WHAT TO WORK ON: Leaving out the pictures, reproduce each record exactly and in full.

Data entries:
BEGIN
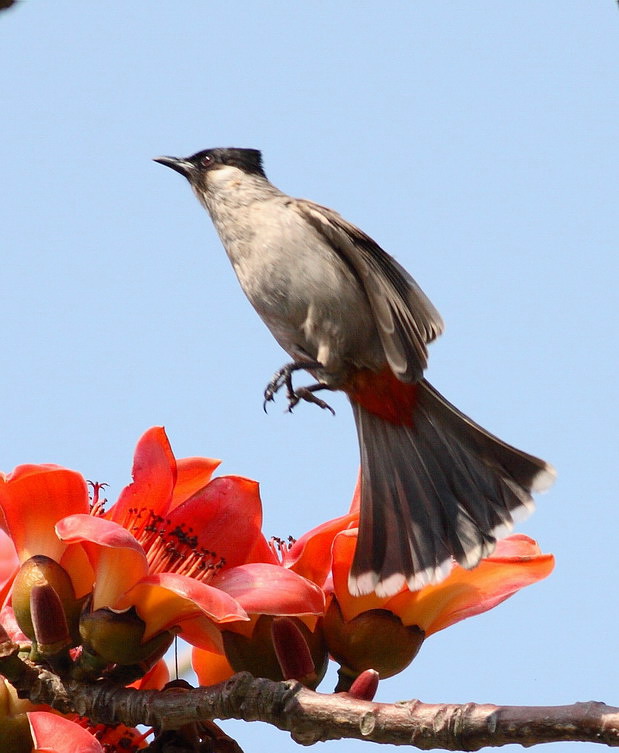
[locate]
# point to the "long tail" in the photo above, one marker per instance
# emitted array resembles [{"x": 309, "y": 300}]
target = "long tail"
[{"x": 435, "y": 487}]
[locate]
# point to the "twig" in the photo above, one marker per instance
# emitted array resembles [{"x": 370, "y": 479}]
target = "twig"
[{"x": 312, "y": 717}]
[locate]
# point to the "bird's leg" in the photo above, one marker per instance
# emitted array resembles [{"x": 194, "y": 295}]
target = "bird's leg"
[
  {"x": 284, "y": 377},
  {"x": 307, "y": 394}
]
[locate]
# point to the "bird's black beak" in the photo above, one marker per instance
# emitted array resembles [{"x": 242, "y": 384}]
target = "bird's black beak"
[{"x": 182, "y": 166}]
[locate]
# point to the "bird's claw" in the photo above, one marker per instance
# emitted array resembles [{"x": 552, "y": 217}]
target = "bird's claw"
[
  {"x": 283, "y": 377},
  {"x": 305, "y": 393}
]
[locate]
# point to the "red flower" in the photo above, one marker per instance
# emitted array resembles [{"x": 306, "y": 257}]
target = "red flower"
[{"x": 385, "y": 633}]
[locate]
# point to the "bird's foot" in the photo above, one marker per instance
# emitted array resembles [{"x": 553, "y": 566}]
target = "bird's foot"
[
  {"x": 307, "y": 394},
  {"x": 283, "y": 377}
]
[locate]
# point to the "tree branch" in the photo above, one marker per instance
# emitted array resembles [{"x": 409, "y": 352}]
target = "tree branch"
[{"x": 312, "y": 717}]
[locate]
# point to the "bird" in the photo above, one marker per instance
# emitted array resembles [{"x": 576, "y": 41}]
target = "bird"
[{"x": 436, "y": 488}]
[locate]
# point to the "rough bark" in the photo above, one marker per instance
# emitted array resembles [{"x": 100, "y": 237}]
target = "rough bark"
[{"x": 312, "y": 717}]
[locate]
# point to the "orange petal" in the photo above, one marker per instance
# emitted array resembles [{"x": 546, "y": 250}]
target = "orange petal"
[
  {"x": 154, "y": 476},
  {"x": 226, "y": 516},
  {"x": 55, "y": 734},
  {"x": 465, "y": 593},
  {"x": 310, "y": 556},
  {"x": 32, "y": 499},
  {"x": 193, "y": 474},
  {"x": 9, "y": 564},
  {"x": 272, "y": 589},
  {"x": 166, "y": 599},
  {"x": 210, "y": 666},
  {"x": 116, "y": 557}
]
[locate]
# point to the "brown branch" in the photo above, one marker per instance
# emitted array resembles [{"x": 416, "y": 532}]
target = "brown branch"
[{"x": 312, "y": 717}]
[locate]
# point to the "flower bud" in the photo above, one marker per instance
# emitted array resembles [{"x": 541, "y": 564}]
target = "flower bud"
[
  {"x": 116, "y": 638},
  {"x": 41, "y": 571},
  {"x": 258, "y": 654},
  {"x": 48, "y": 620},
  {"x": 375, "y": 639},
  {"x": 365, "y": 686}
]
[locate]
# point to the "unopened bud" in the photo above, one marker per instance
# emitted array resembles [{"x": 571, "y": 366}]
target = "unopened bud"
[
  {"x": 116, "y": 637},
  {"x": 49, "y": 622},
  {"x": 375, "y": 639},
  {"x": 42, "y": 571},
  {"x": 257, "y": 654},
  {"x": 364, "y": 687}
]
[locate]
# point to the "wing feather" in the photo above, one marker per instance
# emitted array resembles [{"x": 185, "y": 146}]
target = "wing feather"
[{"x": 405, "y": 318}]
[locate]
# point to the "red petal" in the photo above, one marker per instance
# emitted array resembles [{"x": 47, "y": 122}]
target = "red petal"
[
  {"x": 211, "y": 667},
  {"x": 465, "y": 593},
  {"x": 32, "y": 499},
  {"x": 311, "y": 555},
  {"x": 226, "y": 516},
  {"x": 166, "y": 599},
  {"x": 271, "y": 589},
  {"x": 116, "y": 557},
  {"x": 154, "y": 476},
  {"x": 193, "y": 474},
  {"x": 55, "y": 734}
]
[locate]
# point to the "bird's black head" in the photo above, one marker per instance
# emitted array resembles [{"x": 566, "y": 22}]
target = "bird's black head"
[{"x": 194, "y": 168}]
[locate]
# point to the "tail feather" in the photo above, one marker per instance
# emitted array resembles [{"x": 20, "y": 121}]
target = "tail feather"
[{"x": 434, "y": 489}]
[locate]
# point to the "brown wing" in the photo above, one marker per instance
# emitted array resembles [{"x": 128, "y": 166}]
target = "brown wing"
[{"x": 405, "y": 318}]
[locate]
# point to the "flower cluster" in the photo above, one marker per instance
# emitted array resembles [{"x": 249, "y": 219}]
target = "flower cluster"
[{"x": 102, "y": 593}]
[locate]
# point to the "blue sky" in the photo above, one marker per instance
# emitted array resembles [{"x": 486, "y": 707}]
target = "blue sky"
[{"x": 476, "y": 142}]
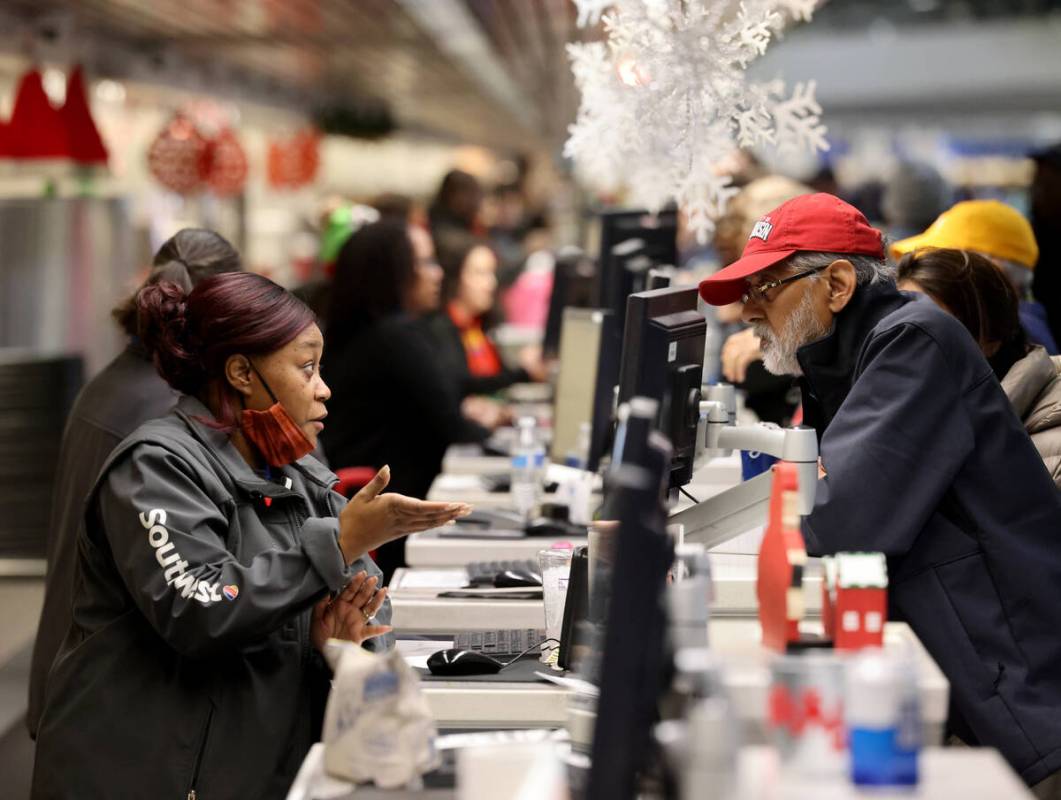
END
SOLUTION TO THIS EXERCISE:
[locate]
# point to the "long tail" in the photo above, one marker per instance
# emitted array resembles [{"x": 309, "y": 300}]
target = "long tail"
[{"x": 435, "y": 487}]
[locate]
# point to the "twig" in the photo above, one marker per instance
# emitted array resembles [{"x": 370, "y": 479}]
target = "twig"
[{"x": 312, "y": 717}]
[locate]
# point to the "bird's leg" in the photo above, one marker per instance
# emitted array resembles [{"x": 194, "y": 295}]
target = "bird's leg"
[
  {"x": 284, "y": 377},
  {"x": 307, "y": 394}
]
[locate]
# point to the "bird's black beak" in the photo above, one marker per instance
# emitted array resembles [{"x": 242, "y": 384}]
target = "bird's black beak"
[{"x": 182, "y": 166}]
[locate]
# point to the "bird's claw" in the photo above, one marker per instance
# emitted array resembles [{"x": 552, "y": 217}]
target = "bird's claw"
[
  {"x": 283, "y": 377},
  {"x": 305, "y": 393}
]
[locate]
# point to the "red flower" in the photo above, one marker per instance
# emitted array resembles [{"x": 306, "y": 257}]
target = "red flower"
[{"x": 385, "y": 633}]
[locate]
# point to the "bird's foot" in the photo above, one marker per instance
# emitted array resembles [{"x": 553, "y": 566}]
target = "bird's foot"
[
  {"x": 307, "y": 394},
  {"x": 283, "y": 377}
]
[locate]
# point to the "tree branch" in the photo above, one marker per instance
# emitted array resembles [{"x": 409, "y": 352}]
target = "tree branch"
[{"x": 312, "y": 717}]
[locate]
# point to the "bird" in the photo above, one marker per instance
# emitted array resembles [{"x": 576, "y": 41}]
target = "bird"
[{"x": 436, "y": 488}]
[locate]
# point to the "rough bark" in the photo above, one marker per instance
# emitted array resembles [{"x": 100, "y": 237}]
target = "rough bark"
[{"x": 312, "y": 717}]
[locate]
# point to the "orange petal" in the photo above, one marker per instance
# emitted array resembles [{"x": 546, "y": 250}]
target = "orange petal"
[
  {"x": 154, "y": 476},
  {"x": 226, "y": 516},
  {"x": 55, "y": 734},
  {"x": 465, "y": 593},
  {"x": 310, "y": 556},
  {"x": 32, "y": 499},
  {"x": 193, "y": 474},
  {"x": 9, "y": 564},
  {"x": 272, "y": 589},
  {"x": 166, "y": 599},
  {"x": 210, "y": 666},
  {"x": 116, "y": 557}
]
[locate]
# point to the "brown branch" in the photo above, one marker per instance
# emitted array resembles [{"x": 416, "y": 532}]
target = "brown branch"
[{"x": 312, "y": 717}]
[locate]
# point to the "flower bud" in the photo above, one marker per instance
# emitted array resembles [{"x": 541, "y": 564}]
target = "flower bud"
[
  {"x": 116, "y": 638},
  {"x": 41, "y": 571},
  {"x": 258, "y": 654},
  {"x": 48, "y": 620},
  {"x": 375, "y": 639},
  {"x": 365, "y": 686}
]
[locate]
# point to the "unopened bud" in the photo above, one marker per instance
# emitted array resembles [{"x": 571, "y": 366}]
target = "unopened bud"
[
  {"x": 116, "y": 637},
  {"x": 49, "y": 622},
  {"x": 375, "y": 639},
  {"x": 42, "y": 571},
  {"x": 257, "y": 654},
  {"x": 364, "y": 687}
]
[locate]
# point to the "wing feather" in the photo above, one marker per instance
# emitted array resembles [{"x": 185, "y": 146}]
target = "wing feather"
[{"x": 405, "y": 318}]
[locate]
# point to the "red petal" in the photo above, one marker per instance
# emitted array resembles [{"x": 47, "y": 122}]
target = "red petal"
[
  {"x": 211, "y": 667},
  {"x": 465, "y": 593},
  {"x": 32, "y": 499},
  {"x": 311, "y": 555},
  {"x": 226, "y": 516},
  {"x": 166, "y": 599},
  {"x": 271, "y": 589},
  {"x": 116, "y": 557},
  {"x": 154, "y": 476},
  {"x": 193, "y": 474},
  {"x": 55, "y": 734}
]
[locate]
# point to the "bird's black head" in the photo above, one marker per instance
# emitted array resembles [{"x": 566, "y": 22}]
target = "bird's black head"
[{"x": 194, "y": 168}]
[locate]
# point to the "tail feather" in the photo above, one marker per instance
# emitted array resembles [{"x": 20, "y": 121}]
target = "tail feather"
[{"x": 434, "y": 489}]
[locate]
# point to the "brown wing" in the photo above, one marker per instance
# emitted array resembles [{"x": 128, "y": 166}]
target = "brown wing"
[{"x": 405, "y": 318}]
[locate]
# point to the "flower cluster" in the photo above, one marker per instance
# emitted array resembles [{"x": 249, "y": 219}]
target = "flower cluster"
[{"x": 102, "y": 593}]
[locate]
# point to the "blue sky" in the photo above, one marker per instance
# emitted array resembles [{"x": 486, "y": 707}]
target = "blue sky"
[{"x": 476, "y": 142}]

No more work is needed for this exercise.